:: Text excerpt ::
Like hazards, blocks have a name and a skill rating, and the name is both a skill and an aspect. Unlike hazards, a block’s skill rating shouldn’t be much higher than one step above the PCs’ highest skill rating; otherwise, things can get frustrating quickly. A block can have a Weapon rating as high as 4, but it doesn’t need to have one.
Blocks only come into play under specific circumstances. A Vat of Acid only matters when someone tries to cross it or gets thrown into it. A Chain Link Fence only affects someone who tries to get past it. The Animate Statue only prevents entry into a specific room.
Blocks don’t attack and don’t have a turn in the initiative order. Instead, whenever a block would interfere with someone’s action, they’ll have to roll against the block’s rating as a set difficulty. If the block can’t cause harm, it simply prevents the PC from taking the action they wanted to. If it can cause harm and the PC fails to overcome the block, the PC takes a hit equal to the amount by which they missed the target.
Characters may try to force someone into a block as an attack. If you do this, you’ll roll to attack as normal, but add a Weapon rating equal to half the block’s Weapon rating (rounded down, minimum 1).
Finally, some blocks can be used as cover or as armor. This is situational—for some blocks, it simply won’t make sense. You probably can’t hide behind a Vat of Acid, but a Chain Link Fence is effective protection against a baseball bat, probably preventing the attack altogether.
When someone’s using a block as cover, decide whether it mitigates or negates the attack. If it negates it, the attack simply isn’t possible. If it mitigates it, the defender adds an Armor rating equal to half the block’s skill rating (rounded down, minimum 1).
Use blocks sparingly. Blocks make it harder for PCs to take certain actions—so they can be frustrating if you overuse them—but they can also lead the players to think creatively. They may see an opportunity to turn blocks to their advantage. If they figure out how, let them!
Sometimes players will just want to remove blocks outright. To do so, make an overcome roll against a set difficulty equal to the block’s rating plus two.
Distractions
Where hazards attack the PCs directly and blocks prevent them from taking certain actions, distractions force the PCs to figure out their priorities. Of the obstacles, distractions are often the least mechanically defined. They also don’t necessarily make the scene mechanically harder. Rather, they present the PCs with difficult decisions. Here are the distraction’s parts:
- A distraction’s name is a brief, punchy representation of what it is. It can be an aspect, if you need or want it to be.
- A distraction’s choice is a simple question that codifies the decision it gives to the PCs.
- A distraction’s repercussion is what happens to the PCs if they don’t deal with the distraction. Some distractions might have multiple repercussions, including repercussions for successfully dealing with the distraction.
- A distraction’s opposition is its passive opposition against PCs rolling to deal with it. Not every distraction needs to provide opposition.
If you’re afraid the PCs will deal handily with a fight you’ve got in store, adding a distraction or two can force them to decide whether it’s more important to trounce the bad guys or deal with the distractions.
Dealing with a distraction should always have a clear benefit or, failing that, not dealing with a distraction should always have a clear consequence.

:: Task brief ::
According to the passage on blocks and distractions, what set difficulty must an overcome roll beat to remove a block outright?

:: Dataset extract ::
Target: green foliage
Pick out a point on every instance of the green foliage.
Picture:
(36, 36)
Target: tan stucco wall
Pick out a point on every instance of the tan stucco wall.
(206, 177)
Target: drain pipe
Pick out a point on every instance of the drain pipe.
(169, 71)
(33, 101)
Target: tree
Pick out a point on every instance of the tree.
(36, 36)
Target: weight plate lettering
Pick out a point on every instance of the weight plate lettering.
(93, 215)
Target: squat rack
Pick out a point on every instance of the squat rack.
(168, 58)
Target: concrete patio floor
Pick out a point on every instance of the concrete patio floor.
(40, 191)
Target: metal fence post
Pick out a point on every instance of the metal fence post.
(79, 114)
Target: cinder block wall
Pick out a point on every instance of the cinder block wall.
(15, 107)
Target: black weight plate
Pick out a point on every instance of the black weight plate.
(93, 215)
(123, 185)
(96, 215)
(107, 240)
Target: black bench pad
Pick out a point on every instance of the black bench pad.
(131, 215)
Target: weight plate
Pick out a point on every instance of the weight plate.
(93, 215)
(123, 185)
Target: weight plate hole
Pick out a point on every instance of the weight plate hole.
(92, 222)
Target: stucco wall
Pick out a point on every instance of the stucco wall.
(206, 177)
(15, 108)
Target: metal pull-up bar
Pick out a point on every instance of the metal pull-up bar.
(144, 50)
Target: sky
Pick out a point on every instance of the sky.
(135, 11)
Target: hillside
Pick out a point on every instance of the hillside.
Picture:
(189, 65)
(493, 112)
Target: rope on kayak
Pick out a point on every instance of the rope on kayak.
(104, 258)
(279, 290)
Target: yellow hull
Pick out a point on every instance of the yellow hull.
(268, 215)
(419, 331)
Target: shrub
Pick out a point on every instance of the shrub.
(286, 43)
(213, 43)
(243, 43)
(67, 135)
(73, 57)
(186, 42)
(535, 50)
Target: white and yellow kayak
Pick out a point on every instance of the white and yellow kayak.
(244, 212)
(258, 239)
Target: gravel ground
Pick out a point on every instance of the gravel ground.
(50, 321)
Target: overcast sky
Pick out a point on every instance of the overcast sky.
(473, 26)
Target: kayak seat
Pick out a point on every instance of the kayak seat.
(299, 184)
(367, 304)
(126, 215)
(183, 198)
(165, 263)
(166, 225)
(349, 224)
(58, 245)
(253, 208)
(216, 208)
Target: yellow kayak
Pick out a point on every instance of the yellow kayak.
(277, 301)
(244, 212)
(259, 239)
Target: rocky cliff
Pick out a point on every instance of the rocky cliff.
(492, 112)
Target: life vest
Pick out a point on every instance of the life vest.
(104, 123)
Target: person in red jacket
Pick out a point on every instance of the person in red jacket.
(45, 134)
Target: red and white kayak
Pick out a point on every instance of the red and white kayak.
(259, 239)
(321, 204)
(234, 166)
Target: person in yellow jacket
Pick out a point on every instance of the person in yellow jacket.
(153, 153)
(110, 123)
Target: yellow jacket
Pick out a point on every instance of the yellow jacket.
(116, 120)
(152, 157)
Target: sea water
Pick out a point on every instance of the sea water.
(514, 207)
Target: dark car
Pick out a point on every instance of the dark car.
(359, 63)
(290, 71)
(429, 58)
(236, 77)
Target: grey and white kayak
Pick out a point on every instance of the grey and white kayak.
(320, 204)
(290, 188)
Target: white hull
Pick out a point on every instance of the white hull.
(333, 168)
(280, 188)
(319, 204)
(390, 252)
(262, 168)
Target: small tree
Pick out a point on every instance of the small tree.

:: Answer to this exercise ::
A difficulty equal to the block's rating plus two.